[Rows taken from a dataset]
# # # # # # #
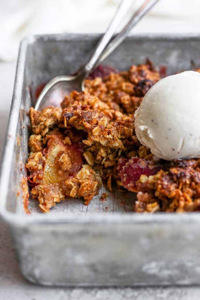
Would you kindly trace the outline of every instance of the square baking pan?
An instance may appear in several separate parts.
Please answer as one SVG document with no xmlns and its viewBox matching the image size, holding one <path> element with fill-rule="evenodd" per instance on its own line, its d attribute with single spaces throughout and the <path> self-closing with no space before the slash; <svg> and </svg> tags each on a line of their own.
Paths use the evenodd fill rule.
<svg viewBox="0 0 200 300">
<path fill-rule="evenodd" d="M 49 285 L 199 284 L 197 213 L 136 213 L 134 194 L 117 190 L 106 202 L 96 196 L 88 206 L 81 199 L 67 200 L 46 214 L 30 198 L 31 213 L 25 211 L 27 112 L 37 87 L 78 70 L 100 37 L 37 36 L 21 45 L 1 166 L 0 212 L 9 224 L 22 272 L 32 282 Z M 104 64 L 126 70 L 147 57 L 167 66 L 168 74 L 191 69 L 191 63 L 198 66 L 200 35 L 130 36 Z"/>
</svg>

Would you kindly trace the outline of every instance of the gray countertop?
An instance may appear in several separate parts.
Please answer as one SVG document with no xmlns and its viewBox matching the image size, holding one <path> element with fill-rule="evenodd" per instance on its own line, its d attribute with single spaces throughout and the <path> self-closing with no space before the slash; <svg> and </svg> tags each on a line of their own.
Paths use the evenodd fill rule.
<svg viewBox="0 0 200 300">
<path fill-rule="evenodd" d="M 0 155 L 9 114 L 16 64 L 0 62 Z M 115 299 L 190 300 L 200 298 L 200 287 L 122 288 L 54 288 L 34 285 L 21 274 L 7 225 L 0 220 L 1 300 Z"/>
</svg>

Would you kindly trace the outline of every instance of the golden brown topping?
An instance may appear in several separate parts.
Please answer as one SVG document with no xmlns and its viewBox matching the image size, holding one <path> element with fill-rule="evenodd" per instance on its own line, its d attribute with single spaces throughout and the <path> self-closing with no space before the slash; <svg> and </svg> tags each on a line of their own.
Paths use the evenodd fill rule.
<svg viewBox="0 0 200 300">
<path fill-rule="evenodd" d="M 43 108 L 41 112 L 31 107 L 29 115 L 33 132 L 36 134 L 41 134 L 43 136 L 45 136 L 49 128 L 59 124 L 62 111 L 61 108 L 53 106 Z"/>
<path fill-rule="evenodd" d="M 38 152 L 42 150 L 43 144 L 41 134 L 32 134 L 28 141 L 28 147 L 31 152 Z"/>
<path fill-rule="evenodd" d="M 62 187 L 66 196 L 73 198 L 83 197 L 85 203 L 88 205 L 97 191 L 95 172 L 90 166 L 83 165 L 77 175 L 66 180 Z"/>
<path fill-rule="evenodd" d="M 31 194 L 34 198 L 38 199 L 39 207 L 44 212 L 49 212 L 51 207 L 64 199 L 58 184 L 39 184 L 32 189 Z"/>
</svg>

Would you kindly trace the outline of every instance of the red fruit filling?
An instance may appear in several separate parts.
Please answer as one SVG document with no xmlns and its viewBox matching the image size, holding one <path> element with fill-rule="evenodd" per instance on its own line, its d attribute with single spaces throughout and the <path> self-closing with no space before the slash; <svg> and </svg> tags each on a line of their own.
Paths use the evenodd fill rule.
<svg viewBox="0 0 200 300">
<path fill-rule="evenodd" d="M 112 67 L 100 64 L 91 72 L 88 77 L 88 79 L 94 79 L 96 77 L 103 78 L 106 76 L 108 76 L 111 73 L 117 73 L 118 72 L 117 70 Z"/>
<path fill-rule="evenodd" d="M 120 158 L 117 167 L 122 186 L 132 192 L 137 191 L 136 183 L 141 175 L 154 175 L 161 168 L 159 165 L 155 165 L 150 160 L 137 157 L 129 160 Z"/>
</svg>

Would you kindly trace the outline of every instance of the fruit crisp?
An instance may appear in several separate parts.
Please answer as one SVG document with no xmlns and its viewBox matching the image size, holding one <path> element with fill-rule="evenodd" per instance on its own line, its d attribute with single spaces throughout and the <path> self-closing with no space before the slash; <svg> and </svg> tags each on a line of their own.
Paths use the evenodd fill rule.
<svg viewBox="0 0 200 300">
<path fill-rule="evenodd" d="M 31 108 L 26 166 L 42 211 L 67 196 L 87 205 L 104 184 L 137 193 L 136 212 L 200 210 L 200 160 L 158 161 L 135 134 L 134 112 L 165 70 L 148 60 L 121 72 L 100 66 L 61 108 Z"/>
</svg>

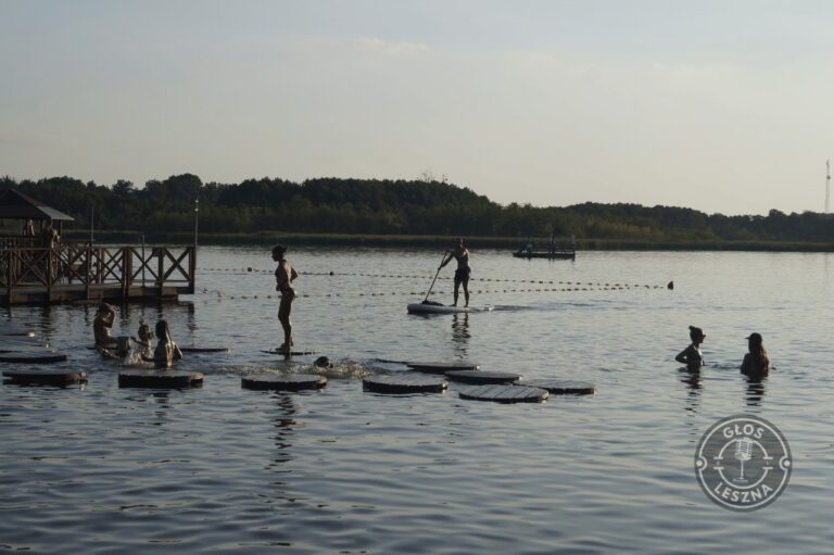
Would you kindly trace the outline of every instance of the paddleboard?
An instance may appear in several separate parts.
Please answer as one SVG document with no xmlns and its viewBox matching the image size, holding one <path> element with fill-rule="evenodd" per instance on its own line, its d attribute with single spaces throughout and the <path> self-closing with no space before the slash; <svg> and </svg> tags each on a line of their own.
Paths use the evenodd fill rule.
<svg viewBox="0 0 834 555">
<path fill-rule="evenodd" d="M 463 312 L 483 312 L 491 311 L 492 306 L 473 307 L 473 306 L 447 306 L 445 304 L 425 304 L 425 303 L 410 303 L 408 305 L 408 314 L 457 314 Z"/>
</svg>

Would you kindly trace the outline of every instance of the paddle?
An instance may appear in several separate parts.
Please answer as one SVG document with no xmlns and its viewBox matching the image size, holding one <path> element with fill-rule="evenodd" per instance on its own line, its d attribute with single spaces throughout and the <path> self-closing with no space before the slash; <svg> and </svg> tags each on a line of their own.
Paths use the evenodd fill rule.
<svg viewBox="0 0 834 555">
<path fill-rule="evenodd" d="M 440 275 L 440 268 L 443 267 L 443 261 L 446 260 L 446 254 L 448 254 L 448 251 L 443 251 L 443 257 L 440 260 L 441 266 L 438 266 L 438 272 L 434 274 L 434 279 L 431 280 L 431 285 L 429 286 L 429 291 L 426 293 L 426 299 L 422 300 L 420 304 L 429 304 L 431 301 L 429 301 L 429 295 L 431 294 L 431 290 L 434 288 L 434 281 L 438 280 L 438 276 Z"/>
</svg>

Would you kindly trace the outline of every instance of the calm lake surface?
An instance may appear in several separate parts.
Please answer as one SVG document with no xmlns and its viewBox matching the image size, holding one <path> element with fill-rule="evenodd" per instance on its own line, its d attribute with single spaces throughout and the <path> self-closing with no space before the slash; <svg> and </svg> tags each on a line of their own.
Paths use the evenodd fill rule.
<svg viewBox="0 0 834 555">
<path fill-rule="evenodd" d="M 288 257 L 296 348 L 338 363 L 317 392 L 241 389 L 242 375 L 315 358 L 261 352 L 282 341 L 267 248 L 201 247 L 199 294 L 117 308 L 116 336 L 165 317 L 181 345 L 229 346 L 180 362 L 205 374 L 199 389 L 119 389 L 124 367 L 86 349 L 94 305 L 4 313 L 89 383 L 0 386 L 0 552 L 832 552 L 832 255 L 473 251 L 471 304 L 494 310 L 428 318 L 405 307 L 439 252 Z M 451 304 L 453 268 L 434 300 Z M 699 376 L 674 362 L 690 324 L 707 333 Z M 760 386 L 737 369 L 751 331 L 776 367 Z M 454 382 L 364 392 L 364 373 L 405 369 L 380 360 L 472 361 L 597 393 L 504 405 L 460 400 Z M 795 465 L 753 513 L 715 505 L 693 469 L 700 436 L 738 413 L 776 425 Z"/>
</svg>

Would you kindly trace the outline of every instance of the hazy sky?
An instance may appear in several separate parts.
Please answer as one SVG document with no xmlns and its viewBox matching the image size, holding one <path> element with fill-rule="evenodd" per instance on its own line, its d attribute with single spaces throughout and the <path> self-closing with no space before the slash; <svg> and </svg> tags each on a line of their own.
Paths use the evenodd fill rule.
<svg viewBox="0 0 834 555">
<path fill-rule="evenodd" d="M 430 173 L 501 203 L 822 212 L 833 108 L 826 0 L 0 0 L 17 179 Z"/>
</svg>

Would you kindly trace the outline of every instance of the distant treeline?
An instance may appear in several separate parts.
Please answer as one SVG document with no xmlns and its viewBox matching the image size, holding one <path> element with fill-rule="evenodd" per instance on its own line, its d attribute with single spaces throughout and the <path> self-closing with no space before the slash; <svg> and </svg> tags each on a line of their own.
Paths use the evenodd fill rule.
<svg viewBox="0 0 834 555">
<path fill-rule="evenodd" d="M 75 222 L 85 230 L 94 217 L 101 231 L 184 234 L 194 228 L 199 199 L 201 235 L 287 232 L 399 236 L 503 237 L 525 240 L 571 234 L 580 244 L 612 243 L 834 242 L 834 218 L 813 212 L 724 216 L 674 206 L 599 204 L 534 207 L 501 205 L 468 188 L 435 180 L 317 178 L 303 182 L 247 179 L 203 184 L 192 174 L 150 180 L 143 188 L 71 177 L 38 181 L 0 178 Z M 94 214 L 94 216 L 93 216 Z"/>
</svg>

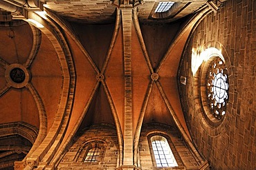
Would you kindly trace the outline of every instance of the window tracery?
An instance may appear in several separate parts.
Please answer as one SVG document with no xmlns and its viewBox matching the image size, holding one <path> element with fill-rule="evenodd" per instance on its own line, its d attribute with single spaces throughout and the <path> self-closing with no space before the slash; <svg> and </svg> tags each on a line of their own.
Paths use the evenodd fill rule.
<svg viewBox="0 0 256 170">
<path fill-rule="evenodd" d="M 178 167 L 172 149 L 165 138 L 161 136 L 154 136 L 150 138 L 156 167 Z"/>
<path fill-rule="evenodd" d="M 226 114 L 228 99 L 228 79 L 223 61 L 216 57 L 207 74 L 207 97 L 211 114 L 220 120 Z"/>
</svg>

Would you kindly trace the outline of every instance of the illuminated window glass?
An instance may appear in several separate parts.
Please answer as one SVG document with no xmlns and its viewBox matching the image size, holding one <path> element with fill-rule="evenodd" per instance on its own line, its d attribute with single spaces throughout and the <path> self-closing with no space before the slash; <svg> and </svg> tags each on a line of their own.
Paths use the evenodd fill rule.
<svg viewBox="0 0 256 170">
<path fill-rule="evenodd" d="M 156 7 L 155 12 L 164 12 L 169 10 L 170 8 L 174 4 L 174 2 L 159 2 Z"/>
<path fill-rule="evenodd" d="M 151 142 L 158 167 L 178 167 L 178 164 L 166 138 L 161 136 L 154 136 L 151 138 Z"/>
<path fill-rule="evenodd" d="M 211 114 L 221 119 L 226 114 L 228 99 L 227 69 L 221 58 L 214 59 L 208 71 L 207 95 Z"/>
<path fill-rule="evenodd" d="M 100 149 L 98 147 L 91 148 L 88 151 L 84 162 L 95 162 L 98 160 L 100 156 Z"/>
</svg>

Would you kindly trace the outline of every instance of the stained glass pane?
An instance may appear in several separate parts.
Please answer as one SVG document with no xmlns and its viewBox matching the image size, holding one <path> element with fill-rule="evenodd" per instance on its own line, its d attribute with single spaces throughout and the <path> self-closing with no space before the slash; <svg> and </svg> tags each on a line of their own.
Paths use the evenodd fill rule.
<svg viewBox="0 0 256 170">
<path fill-rule="evenodd" d="M 167 140 L 162 136 L 161 138 L 163 140 L 155 140 L 152 142 L 152 146 L 156 146 L 153 149 L 156 166 L 160 167 L 178 167 Z"/>
<path fill-rule="evenodd" d="M 159 2 L 156 7 L 155 12 L 164 12 L 169 10 L 170 8 L 174 4 L 174 2 Z"/>
</svg>

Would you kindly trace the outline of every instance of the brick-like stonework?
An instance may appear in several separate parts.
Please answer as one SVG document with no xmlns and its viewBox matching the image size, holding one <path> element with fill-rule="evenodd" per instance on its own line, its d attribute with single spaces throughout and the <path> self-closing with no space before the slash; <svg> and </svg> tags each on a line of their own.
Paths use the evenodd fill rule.
<svg viewBox="0 0 256 170">
<path fill-rule="evenodd" d="M 109 125 L 94 125 L 80 131 L 84 133 L 75 140 L 58 166 L 58 169 L 115 169 L 117 167 L 118 143 L 116 130 Z M 106 144 L 102 159 L 98 162 L 83 162 L 82 148 L 94 140 Z"/>
<path fill-rule="evenodd" d="M 153 166 L 150 153 L 148 136 L 153 134 L 167 136 L 170 148 L 178 163 L 179 167 L 175 169 L 197 169 L 199 165 L 189 149 L 185 145 L 179 131 L 170 126 L 160 123 L 150 123 L 143 126 L 139 141 L 139 162 L 142 169 L 172 169 L 170 168 L 159 168 Z"/>
<path fill-rule="evenodd" d="M 199 151 L 214 169 L 256 168 L 255 6 L 255 1 L 227 1 L 217 13 L 207 15 L 193 32 L 181 63 L 179 77 L 187 78 L 185 86 L 179 84 L 186 121 Z M 202 123 L 203 109 L 196 102 L 200 99 L 197 77 L 190 69 L 192 48 L 210 43 L 220 44 L 227 54 L 230 83 L 228 115 L 215 127 Z"/>
</svg>

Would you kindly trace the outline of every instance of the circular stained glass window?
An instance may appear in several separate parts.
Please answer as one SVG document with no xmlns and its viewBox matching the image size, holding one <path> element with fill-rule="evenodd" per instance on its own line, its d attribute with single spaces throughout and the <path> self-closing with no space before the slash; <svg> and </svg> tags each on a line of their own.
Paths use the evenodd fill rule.
<svg viewBox="0 0 256 170">
<path fill-rule="evenodd" d="M 10 77 L 16 83 L 21 83 L 25 80 L 25 73 L 20 68 L 14 68 L 10 72 Z"/>
<path fill-rule="evenodd" d="M 207 96 L 211 114 L 220 120 L 226 114 L 228 100 L 227 69 L 221 58 L 214 59 L 208 71 Z"/>
</svg>

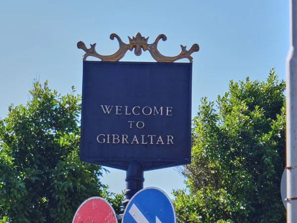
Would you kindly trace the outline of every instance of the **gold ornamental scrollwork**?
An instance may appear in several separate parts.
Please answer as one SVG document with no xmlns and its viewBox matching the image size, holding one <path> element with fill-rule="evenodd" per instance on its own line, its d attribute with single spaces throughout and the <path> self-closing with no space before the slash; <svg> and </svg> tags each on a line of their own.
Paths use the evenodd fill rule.
<svg viewBox="0 0 297 223">
<path fill-rule="evenodd" d="M 191 56 L 194 52 L 199 51 L 199 45 L 197 44 L 194 44 L 188 51 L 187 50 L 187 46 L 181 45 L 181 51 L 178 55 L 174 56 L 167 56 L 161 54 L 157 49 L 159 41 L 162 39 L 163 41 L 167 40 L 166 36 L 164 34 L 160 34 L 157 37 L 154 42 L 151 44 L 148 44 L 148 37 L 145 38 L 140 33 L 129 38 L 129 44 L 122 41 L 121 38 L 116 34 L 112 33 L 109 37 L 111 40 L 116 38 L 119 42 L 119 47 L 118 50 L 113 54 L 111 55 L 101 55 L 97 53 L 95 49 L 96 44 L 91 44 L 91 47 L 87 48 L 85 43 L 82 41 L 77 43 L 77 47 L 83 50 L 86 54 L 84 55 L 84 60 L 86 60 L 87 57 L 89 56 L 95 56 L 99 58 L 102 61 L 119 61 L 124 57 L 126 53 L 130 50 L 133 51 L 134 50 L 134 54 L 137 56 L 141 55 L 142 50 L 144 51 L 148 51 L 151 56 L 157 62 L 174 62 L 178 59 L 186 58 L 189 59 L 190 62 L 193 62 L 193 57 Z"/>
</svg>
# # # # # # #
Work to complete
Gather every line of the rows above that contains the word "window" and copy each such line in full. Treat case as significant.

The result
Would you kindly trace the outline of every instance of the window tracery?
Would you kindly trace the outline of every instance of the illuminated window glass?
Would you kindly trace the outline of every instance of the circular stained glass window?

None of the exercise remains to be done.